TEXT SHOWN.
"""
# ASUS ENGTX460 DirectCU 1 GB



## W1zzard (Sep 8, 2010)

As the names suggests, the ASUS ENGTX460 DirectCU comes with an ASUS DirectCu thermal solution. It also features increased clock speeds of 775 MHz core and 1000 MHz memory which result in about 10% real life improvement. What makes this card really attractive is the low price of $229 which is the same as you would pay for the plain NVIDIA reference design.

*Show full review*


----------



## arnoo1 (Sep 9, 2010)

wow wizz, you review a lot of gtx 460's, offcourse it is a impressive card but, maybe more gtx470's
and it's time for dual gpu gtx4** card and  a better remake of the gtx470 like gtx275, that's a better version of gtx260

but any way, great review!!


----------



## Eva01Master (Sep 9, 2010)

Nice review Wizz, that Asus cooler looks sharp, but I'm still more impressed with MSI's Twin Frozr II.


----------



## wolf (Sep 9, 2010)

wow bloddy excellent to see a non reference cooler and overclock out of the box at the same price as a standard 1gb card. like you say it makes it the more attractive than even a 768mb card from a value perspective.

I have a feeling Nvidia shouldhave chosen slightly higher clockspeeds for the 1024mb card, just to separate the cards more for what you pay. something mild like 750 core 1500 shaders wouldhave done the trick, then again I bet they love how overclockable it is, becuase they are selling insanely.

EDIT: I also just noticed that nothing in ATi's current lineup beats this card for price vs performance! thats a testament to GF104 alright. Fermi done right.


----------



## a_ump (Sep 9, 2010)

wolf said:


> wow bloddy excellent to see a non reference cooler and overclock out of the box at the same price as a standard 1gb card. like you say it makes it the more attractive than even a 768mb card from a value perspective.
> 
> I have a feeling Nvidia shouldhave chosen slightly higher clockspeeds for the 1024mb card, just to separate the cards more for what you pay. something mild like 750 core 1500 shaders wouldhave done the trick, then again I bet they love how overclockable it is, becuase they are selling insanely.
"""
DATA SECTION.
"""
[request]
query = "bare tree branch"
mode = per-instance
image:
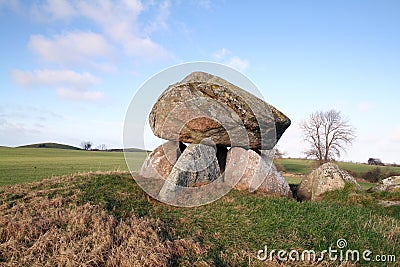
"""
THE TASK. Reproduce word for word the part of the ASUS ENGTX460 DirectCU thread that begins at the words "wow wizz, you" and stops after "Eva01Master (Sep 9, 2010)".

TASK RESPONSE.
wow wizz, you review a lot of gtx 460's, offcourse it is a impressive card but, maybe more gtx470's
and it's time for dual gpu gtx4** card and  a better remake of the gtx470 like gtx275, that's a better version of gtx260

but any way, great review!!


----------



## Eva01Master (Sep 9, 2010)